→ **What to do**
Leave out the images and return all the data word for word.

→ **Exercise material**
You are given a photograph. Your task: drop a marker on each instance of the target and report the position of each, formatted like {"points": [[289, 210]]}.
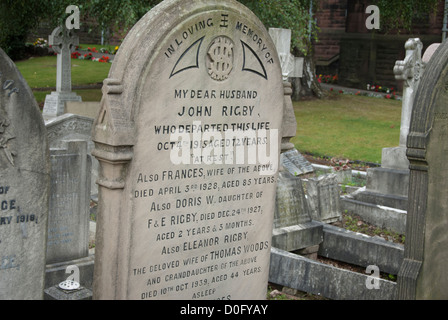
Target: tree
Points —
{"points": [[401, 14]]}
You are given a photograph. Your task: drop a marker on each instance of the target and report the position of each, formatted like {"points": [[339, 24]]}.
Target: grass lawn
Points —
{"points": [[347, 126]]}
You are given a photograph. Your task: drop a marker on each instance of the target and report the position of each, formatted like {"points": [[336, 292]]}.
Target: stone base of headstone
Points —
{"points": [[295, 163], [56, 273], [55, 103], [394, 158], [56, 293]]}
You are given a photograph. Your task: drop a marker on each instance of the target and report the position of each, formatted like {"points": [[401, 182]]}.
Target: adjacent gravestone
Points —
{"points": [[63, 42], [181, 213], [390, 183], [423, 272], [429, 52], [282, 41], [410, 71], [68, 220], [74, 127], [24, 189], [69, 216], [293, 227]]}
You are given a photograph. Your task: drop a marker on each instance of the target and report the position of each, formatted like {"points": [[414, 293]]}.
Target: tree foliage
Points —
{"points": [[401, 14], [17, 18], [288, 14]]}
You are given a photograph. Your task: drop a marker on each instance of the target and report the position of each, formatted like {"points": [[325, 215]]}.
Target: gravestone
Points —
{"points": [[69, 215], [293, 228], [429, 52], [290, 155], [410, 71], [423, 272], [181, 215], [63, 42], [68, 220], [74, 127], [24, 190], [387, 186]]}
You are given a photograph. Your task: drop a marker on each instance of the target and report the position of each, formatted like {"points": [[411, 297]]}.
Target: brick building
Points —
{"points": [[360, 56]]}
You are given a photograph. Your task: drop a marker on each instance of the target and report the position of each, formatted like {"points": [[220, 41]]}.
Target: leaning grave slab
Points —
{"points": [[177, 220]]}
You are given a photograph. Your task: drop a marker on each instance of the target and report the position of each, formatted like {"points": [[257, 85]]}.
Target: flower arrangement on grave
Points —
{"points": [[40, 42], [75, 55], [103, 59]]}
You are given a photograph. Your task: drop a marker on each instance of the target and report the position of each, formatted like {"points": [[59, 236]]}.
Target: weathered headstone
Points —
{"points": [[429, 52], [24, 189], [180, 214], [410, 71], [69, 217], [390, 182], [68, 220], [423, 272], [73, 127], [293, 226], [63, 42]]}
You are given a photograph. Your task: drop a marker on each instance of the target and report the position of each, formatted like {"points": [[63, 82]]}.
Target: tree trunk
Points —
{"points": [[310, 85]]}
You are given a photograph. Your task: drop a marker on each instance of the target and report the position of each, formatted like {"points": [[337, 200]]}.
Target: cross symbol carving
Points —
{"points": [[63, 42]]}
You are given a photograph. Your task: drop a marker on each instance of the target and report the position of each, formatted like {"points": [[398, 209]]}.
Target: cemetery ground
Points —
{"points": [[342, 125]]}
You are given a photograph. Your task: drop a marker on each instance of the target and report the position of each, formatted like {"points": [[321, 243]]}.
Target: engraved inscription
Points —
{"points": [[220, 58]]}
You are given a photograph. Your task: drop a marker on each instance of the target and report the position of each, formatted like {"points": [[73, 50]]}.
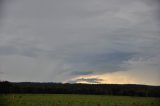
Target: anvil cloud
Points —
{"points": [[69, 41]]}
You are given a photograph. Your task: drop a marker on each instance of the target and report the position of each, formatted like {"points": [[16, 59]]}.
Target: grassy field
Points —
{"points": [[76, 100]]}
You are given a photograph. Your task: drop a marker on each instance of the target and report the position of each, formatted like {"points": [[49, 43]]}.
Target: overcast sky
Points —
{"points": [[90, 41]]}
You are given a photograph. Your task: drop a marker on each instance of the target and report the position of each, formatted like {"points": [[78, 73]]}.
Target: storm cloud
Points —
{"points": [[60, 40]]}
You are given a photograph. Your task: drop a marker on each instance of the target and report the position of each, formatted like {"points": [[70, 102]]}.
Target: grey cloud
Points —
{"points": [[63, 39], [88, 80]]}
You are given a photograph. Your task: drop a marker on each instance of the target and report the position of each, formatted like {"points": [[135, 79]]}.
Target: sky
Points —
{"points": [[80, 41]]}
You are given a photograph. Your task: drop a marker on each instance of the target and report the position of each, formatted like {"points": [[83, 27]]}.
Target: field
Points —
{"points": [[76, 100]]}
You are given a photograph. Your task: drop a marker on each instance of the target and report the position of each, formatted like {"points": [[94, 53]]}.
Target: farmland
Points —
{"points": [[76, 100]]}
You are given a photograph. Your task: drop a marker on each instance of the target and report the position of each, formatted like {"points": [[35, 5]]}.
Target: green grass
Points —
{"points": [[77, 100]]}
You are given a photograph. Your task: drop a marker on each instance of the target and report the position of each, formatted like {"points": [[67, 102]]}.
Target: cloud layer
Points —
{"points": [[61, 40]]}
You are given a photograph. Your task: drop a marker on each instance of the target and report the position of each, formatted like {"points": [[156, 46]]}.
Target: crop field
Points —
{"points": [[76, 100]]}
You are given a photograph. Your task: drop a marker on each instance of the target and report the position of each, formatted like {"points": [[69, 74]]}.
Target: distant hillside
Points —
{"points": [[96, 89]]}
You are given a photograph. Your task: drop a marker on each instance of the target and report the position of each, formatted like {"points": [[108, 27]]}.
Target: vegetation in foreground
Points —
{"points": [[76, 100]]}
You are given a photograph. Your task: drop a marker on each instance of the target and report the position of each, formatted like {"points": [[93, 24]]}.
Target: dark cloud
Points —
{"points": [[88, 80], [60, 40]]}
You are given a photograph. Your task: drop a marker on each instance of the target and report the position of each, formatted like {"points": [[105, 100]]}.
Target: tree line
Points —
{"points": [[66, 88]]}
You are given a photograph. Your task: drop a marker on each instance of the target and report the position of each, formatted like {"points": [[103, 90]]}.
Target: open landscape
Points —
{"points": [[79, 53], [77, 100]]}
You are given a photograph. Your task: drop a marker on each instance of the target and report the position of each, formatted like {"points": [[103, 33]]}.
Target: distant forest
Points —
{"points": [[95, 89]]}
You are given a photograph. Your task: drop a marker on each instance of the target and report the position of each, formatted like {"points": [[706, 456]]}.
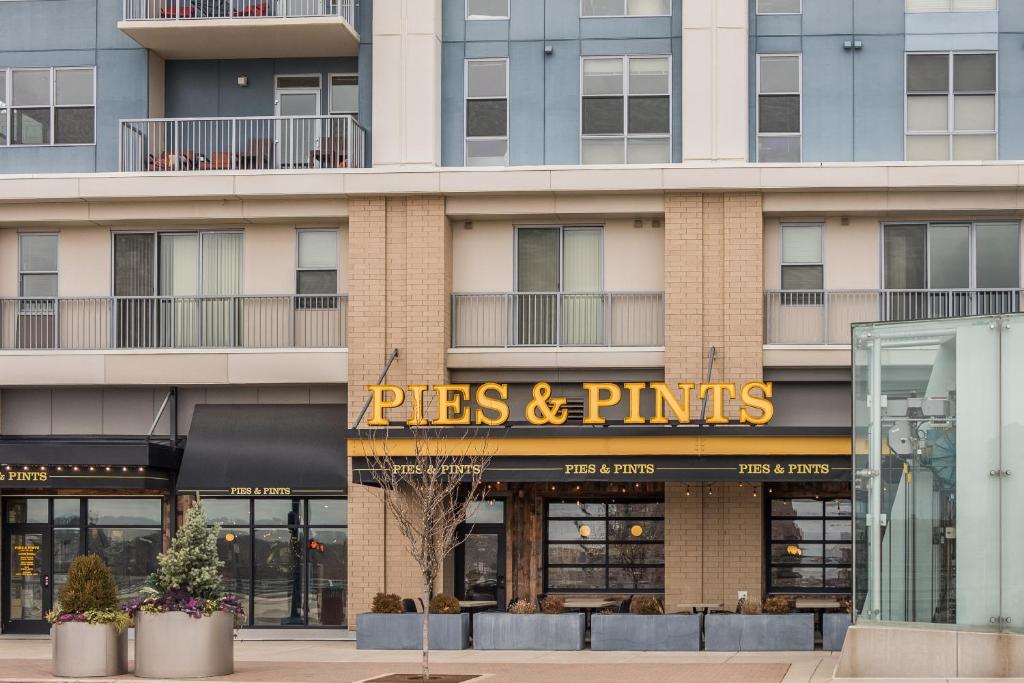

→ **Answer to this task**
You are given a photograph. Your task: drop a marker on each instance of the target and report the position of each, formatted like {"points": [[289, 210]]}.
Target: tree
Points —
{"points": [[401, 14]]}
You are given a photograph. Your task: drop a marker on each instance of the target and report the position of each, formatted like {"points": [[339, 24]]}.
Target: grass lawn
Points —
{"points": [[347, 126]]}
You are given a photograph. Your task: drop a marker on each instance of the target and report the position of each, formatted like {"points": [[336, 292]]}.
Target: stone base of headstone
Points —
{"points": [[295, 163], [56, 273], [55, 103], [394, 158], [56, 293]]}
You are given a photograph. Your task: drop a marker on each instance of the target and report the position of each, formatted like {"points": [[401, 182]]}.
Target: adjacent gravestone
Points —
{"points": [[63, 42], [181, 213], [390, 183], [423, 272], [429, 52], [282, 41], [410, 71], [68, 220], [74, 127], [24, 189], [69, 216], [293, 227]]}
You are given a photograph. Your task: drop a marker on each instance of the target and report the position of each, formatted like {"points": [[414, 293]]}.
Target: tree foliage
Points —
{"points": [[401, 14], [17, 18], [288, 14]]}
You are given a photograph. Your task: drop a marker on each instance of the target and report the position of each, formatted like {"points": [[325, 215]]}.
Target: gravestone
Points —
{"points": [[69, 215], [293, 228], [429, 52], [290, 155], [410, 71], [423, 272], [181, 215], [63, 42], [68, 220], [74, 127], [24, 190], [387, 186]]}
You are given a photograph. Your task: drop a marker on each instance of the target and report the position of each, formatted like {"points": [[411, 297]]}.
Target: brick building
Points —
{"points": [[360, 56]]}
You are given a photograph. Your task: drop a marker on each instance of the target and report the position of each, formatted like {"points": [[220, 41]]}.
Target: leaning grave slab
Points —
{"points": [[177, 220]]}
You are given a photograph. Your task: drop a marker on each instance of the target and report the position of each, formatted like {"points": [[257, 85]]}.
Target: flower arrangement on grave
Points —
{"points": [[40, 42], [75, 55], [103, 59]]}
You are given a photograph. Your task: drop a marker on each instance of the target and report the position of each, formatted like {"points": [[59, 236]]}.
Target: weathered headstone
Points —
{"points": [[429, 52], [24, 189], [180, 214], [410, 71], [69, 217], [390, 182], [68, 220], [423, 272], [73, 127], [293, 226], [63, 42]]}
You are given a photograph. Your task: drop a marker on each instance of the target and report the position of each, formatted like {"points": [[63, 82]]}.
Target: tree trunk
Points —
{"points": [[310, 85]]}
You are given a photograph. Your task: drop a marker on each instance of the target and report the position of each, formatted like {"points": [[337, 200]]}.
Target: cross symbol carving
Points —
{"points": [[63, 42]]}
You are given a photograph. Your task: drop a marker on each instance of the target and report the position of each, formatted like {"points": [[398, 209]]}.
Target: cemetery ground
Points —
{"points": [[342, 125]]}
You are given a photograph. Your task: drop a marker on each instance of the target and report the position of each, formatted like {"points": [[321, 243]]}.
Target: engraved inscription
Points —
{"points": [[220, 58]]}
You are given a photograph. Your task: drop a marker on each instance of the target and report the position of each, formatted like {"points": [[73, 50]]}.
Target: anvil cloud
Points —
{"points": [[69, 41]]}
You are given a photograph. Your task: drop a marker on each instance of the target and report the position of each, formatted like {"points": [[16, 59]]}.
Target: grassy field
Points —
{"points": [[76, 100]]}
You are given a photograph. Your task: drop a marker on each instance of the target and report the position of each, formatted like {"points": [[49, 43]]}.
Target: overcast sky
Points —
{"points": [[90, 41]]}
You are given a photograph. Your task: drop a marker on each instance of the target and report the position of each, formatted like {"points": [[78, 73]]}.
Target: storm cloud
Points —
{"points": [[60, 40]]}
You are given a photograph. Your task: drop a marker on each instance of the target and report the position of each, formatted like {"points": [[70, 102]]}.
Target: grey cloud
Points —
{"points": [[63, 39], [88, 80]]}
You are given a photograph. Your task: drop a marker on each instance of the target and report the position of each, formatted like {"points": [[135, 79]]}.
Target: sky
Points —
{"points": [[80, 41]]}
You are given a photograph. Your task: drop a marker on each instance of the target and report the position of each, formatted like {"points": [[83, 27]]}.
Target: field
Points —
{"points": [[76, 100]]}
You are given a photograph. Your task: drop a marker on each instance of the target and report the position of each, formatted like {"points": [[94, 53]]}.
Target: farmland
Points —
{"points": [[76, 100]]}
You are given a photograph. Your task: drop a marker on each instance of the target and report the position of each, formatted like {"points": [[35, 5]]}.
Target: green grass
Points —
{"points": [[77, 100]]}
You are given a photograph. Your task: drop a marker on each instance of the target and report the position of each, formatted like {"points": [[67, 102]]}.
Target: cloud layer
Points —
{"points": [[61, 40]]}
You are given a photograph. Your task: drop a marker on each instance of the target and report the position of each, formatted like {"points": [[156, 46]]}.
Target: crop field
Points —
{"points": [[76, 100]]}
You are given a photograph. Your task: drop a marker on each instance of the target and report the position of each, formatted like {"points": [[69, 74]]}.
Target: distant hillside
Points —
{"points": [[96, 89]]}
You are given a photograph. Your task: drop a marker on each instance of the target and report the position of each, formatted like {"points": [[108, 27]]}.
Target: vegetation in foreground
Points —
{"points": [[76, 100]]}
You are given a photograph. Your task: drop a marker on each instance of the target and report the position of each, formatted like {"points": [[93, 24]]}.
Target: dark cloud
Points —
{"points": [[88, 80], [60, 40]]}
You are given a photograph. Your task: drop a marker on each instance of the target and report the position of each, formatted like {"points": [[105, 100]]}.
Target: tree line
Points —
{"points": [[66, 88]]}
You are given a photograph. Your task: drop a marker on each instance of the target and report the position of each, formatted like {"points": [[103, 90]]}.
Target: open landscape
Points —
{"points": [[79, 53], [77, 100]]}
You are given a photograph. Your task: drop a marker on each instance of the target and report the position of each, formatted like {"points": [[103, 33]]}.
Target: distant forest
Points —
{"points": [[95, 89]]}
You are given a photograph. Your task: drop a marker on each instance of the target and report the position of each, formatted like {"points": [[706, 456]]}.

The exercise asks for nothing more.